#### Prompt
Carry over every line from the line containing "# point at: jacket" through the end of the items, adding -14 to each coordinate in the answers and leaving all other lines unchanged.

☆ ☆ ☆

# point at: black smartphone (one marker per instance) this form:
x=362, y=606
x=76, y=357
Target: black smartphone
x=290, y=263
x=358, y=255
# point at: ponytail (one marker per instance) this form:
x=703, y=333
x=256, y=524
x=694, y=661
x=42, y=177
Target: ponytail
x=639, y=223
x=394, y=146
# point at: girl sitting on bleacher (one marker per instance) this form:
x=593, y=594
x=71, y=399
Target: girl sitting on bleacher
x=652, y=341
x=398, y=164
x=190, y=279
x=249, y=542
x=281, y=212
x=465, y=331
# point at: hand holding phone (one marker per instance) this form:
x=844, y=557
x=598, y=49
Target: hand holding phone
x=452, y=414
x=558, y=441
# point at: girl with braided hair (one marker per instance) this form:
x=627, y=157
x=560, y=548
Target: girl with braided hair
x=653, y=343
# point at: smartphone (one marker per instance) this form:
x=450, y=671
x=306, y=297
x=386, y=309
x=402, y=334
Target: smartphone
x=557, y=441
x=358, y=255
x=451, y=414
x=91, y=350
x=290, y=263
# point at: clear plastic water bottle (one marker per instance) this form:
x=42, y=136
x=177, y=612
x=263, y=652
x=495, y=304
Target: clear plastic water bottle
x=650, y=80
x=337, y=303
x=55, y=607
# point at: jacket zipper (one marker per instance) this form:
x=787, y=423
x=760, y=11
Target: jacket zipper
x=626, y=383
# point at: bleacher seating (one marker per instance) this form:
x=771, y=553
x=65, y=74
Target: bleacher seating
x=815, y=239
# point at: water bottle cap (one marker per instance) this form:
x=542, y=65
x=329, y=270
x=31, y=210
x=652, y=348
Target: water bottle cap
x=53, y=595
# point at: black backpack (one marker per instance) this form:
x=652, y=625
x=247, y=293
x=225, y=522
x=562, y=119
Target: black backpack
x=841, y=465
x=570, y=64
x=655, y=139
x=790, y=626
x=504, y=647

☆ ☆ ☆

#### Written reply
# point at: jacket zipper (one marker per instance) this form:
x=787, y=423
x=760, y=11
Target: jacket zipper
x=612, y=369
# point at: bleacher seating (one marker per instance) this form:
x=771, y=553
x=65, y=74
Target: bleacher seating
x=801, y=225
# point at: water bottle cap (one marker per instance) this form:
x=542, y=65
x=329, y=270
x=31, y=210
x=652, y=348
Target: water bottle cap
x=39, y=581
# point at: black backpack (one marker per instance) this form:
x=652, y=625
x=247, y=293
x=225, y=522
x=562, y=119
Target: black backpack
x=827, y=451
x=556, y=50
x=641, y=125
x=776, y=612
x=490, y=633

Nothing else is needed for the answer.